**QUOTED PASSAGE**
RIO DE JANEIRO, BRAZIL – The Public Prosecutor’s Office ordered this Tuesday (7) the apprehension of the former commandant of the Bolivian National Police Corps, Rodolfo Montero, investigated for the death of people in towns like Sacaba, in Cochabamba, and Senkata, in El Alto, during the crisis of 2019.

“The Public Ministry has determined the apprehension of the former commander of the Bolivian Police, Rodolfo Montero, for the crimes of genocide, homicide and serious and minor injuries in relation to the Senkata massacre,” the Minister of Government (Interior), Eduardo del Castillo, posted on social networks.

Read also: Check out our coverage on Bolivia

The minister attached a photograph of the arrest warrant that refers to the crimes for which the former commander, who was sworn in in mid-November 2019 by former interim president Jeanine Áñez, now detained for almost six months for another case called coup d’état, is accused of.

Rodolfo Montero.
Rodolfo Montero. (Photo internet reproduction)

Montero appeared before the Public Prosecutor’s Office in La Paz to give his statement on the events two years ago, local media reported. The resolution of the Public Prosecutor’s Office is part of the procedure that Montero must undergo until his appearance before a judge in a hearing that will define whether he will be remanded in custody, sentenced to house arrest, or can defend himself while at liberty.

In Sacaba and Senkata in 2019, some twenty people were killed during clashes between protesters and the joint security forces made up of the Army and the National Police. Last August, the Interdisciplinary Group of Independent Experts (GIEI) of the Inter-American Commission on Human Rights (IACHR) presented the report on the events of 2019 and classified those events as “massacres”.

The report established “serious human rights violations” during the social and political crisis in the last quarter of 2019, after the failed elections of that year. After the events in Sacaba and Senkata, some military and police chiefs have been prosecuted while others have left the country or are unaccounted for.

This week, relatives of the victims, activists, and public officials held a march in La Paz to ask the Prosecutor’s Office and the Judiciary for results in these investigations, which, they said, should be extended to former collaborators of Añez and opposition leaders.

On September 3, the Police determined the “definitive dismissal” of Yuri Calderón, also a former commander of that institution, for transgressions to the disciplinary regime, which was communicated by Del Castillo in his social networks.

The main accusation against Calderón, who was appointed during the Morales administration, was the police riots and retreats before the resignation of former head of state Evo Morales.

**RECORD SET**
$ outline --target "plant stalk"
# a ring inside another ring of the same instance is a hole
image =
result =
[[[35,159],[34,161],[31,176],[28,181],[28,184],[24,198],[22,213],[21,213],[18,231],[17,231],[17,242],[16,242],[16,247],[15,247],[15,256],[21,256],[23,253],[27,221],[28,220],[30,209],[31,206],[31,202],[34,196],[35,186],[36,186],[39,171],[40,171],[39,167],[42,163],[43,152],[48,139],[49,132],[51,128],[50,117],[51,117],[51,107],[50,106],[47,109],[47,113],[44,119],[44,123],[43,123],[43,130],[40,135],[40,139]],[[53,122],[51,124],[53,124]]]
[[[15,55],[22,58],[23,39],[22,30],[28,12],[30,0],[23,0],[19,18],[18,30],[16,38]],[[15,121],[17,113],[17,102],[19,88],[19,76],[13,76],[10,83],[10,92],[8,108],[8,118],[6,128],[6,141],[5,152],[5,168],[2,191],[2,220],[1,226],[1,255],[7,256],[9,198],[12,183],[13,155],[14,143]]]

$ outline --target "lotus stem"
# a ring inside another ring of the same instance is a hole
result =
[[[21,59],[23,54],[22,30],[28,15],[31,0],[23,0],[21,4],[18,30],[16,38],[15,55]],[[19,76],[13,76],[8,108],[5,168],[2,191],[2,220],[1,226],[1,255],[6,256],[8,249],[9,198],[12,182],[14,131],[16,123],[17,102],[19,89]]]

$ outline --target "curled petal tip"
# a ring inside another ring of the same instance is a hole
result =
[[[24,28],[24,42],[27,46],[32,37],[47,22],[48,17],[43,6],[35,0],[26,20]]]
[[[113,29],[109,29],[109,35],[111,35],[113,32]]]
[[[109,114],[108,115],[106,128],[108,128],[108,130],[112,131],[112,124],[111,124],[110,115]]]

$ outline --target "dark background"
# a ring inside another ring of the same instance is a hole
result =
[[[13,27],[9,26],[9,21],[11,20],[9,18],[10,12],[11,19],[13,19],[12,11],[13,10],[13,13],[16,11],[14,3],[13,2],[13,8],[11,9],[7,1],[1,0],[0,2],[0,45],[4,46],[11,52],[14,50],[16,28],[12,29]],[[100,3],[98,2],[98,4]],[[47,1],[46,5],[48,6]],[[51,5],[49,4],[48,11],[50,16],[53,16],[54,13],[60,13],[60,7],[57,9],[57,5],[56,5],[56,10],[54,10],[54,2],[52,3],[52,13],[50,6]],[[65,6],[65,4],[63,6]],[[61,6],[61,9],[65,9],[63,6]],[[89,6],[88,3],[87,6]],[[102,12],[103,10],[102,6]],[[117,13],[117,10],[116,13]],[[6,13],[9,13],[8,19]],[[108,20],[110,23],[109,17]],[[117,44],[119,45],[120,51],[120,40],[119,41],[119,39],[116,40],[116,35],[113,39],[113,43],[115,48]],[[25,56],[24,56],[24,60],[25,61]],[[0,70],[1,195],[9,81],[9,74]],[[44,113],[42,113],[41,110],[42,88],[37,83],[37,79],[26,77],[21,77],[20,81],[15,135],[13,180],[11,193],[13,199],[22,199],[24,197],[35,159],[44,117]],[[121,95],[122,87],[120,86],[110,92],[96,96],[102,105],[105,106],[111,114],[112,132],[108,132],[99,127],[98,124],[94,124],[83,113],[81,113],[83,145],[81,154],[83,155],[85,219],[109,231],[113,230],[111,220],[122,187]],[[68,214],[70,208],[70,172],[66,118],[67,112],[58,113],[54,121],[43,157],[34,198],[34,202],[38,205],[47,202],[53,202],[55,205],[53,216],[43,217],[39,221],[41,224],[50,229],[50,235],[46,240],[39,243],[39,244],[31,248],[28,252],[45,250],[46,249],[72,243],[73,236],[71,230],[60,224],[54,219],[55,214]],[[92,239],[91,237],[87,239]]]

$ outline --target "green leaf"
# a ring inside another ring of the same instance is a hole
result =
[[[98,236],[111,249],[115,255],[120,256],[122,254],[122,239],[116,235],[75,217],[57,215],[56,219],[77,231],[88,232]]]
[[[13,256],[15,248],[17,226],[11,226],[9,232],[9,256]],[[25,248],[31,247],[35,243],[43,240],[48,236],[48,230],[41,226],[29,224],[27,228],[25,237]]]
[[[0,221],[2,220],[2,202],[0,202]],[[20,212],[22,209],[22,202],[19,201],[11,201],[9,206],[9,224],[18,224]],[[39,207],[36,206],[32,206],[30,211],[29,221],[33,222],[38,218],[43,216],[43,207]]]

**YOUR OBJECTIVE**
Give the part of the Bolivia news article from "The report established" to "are unaccounted for." again, but switch "prosecuted" to "investigated".

**COMPLETED TASK**
The report established “serious human rights violations” during the social and political crisis in the last quarter of 2019, after the failed elections of that year. After the events in Sacaba and Senkata, some military and police chiefs have been investigated while others have left the country or are unaccounted for.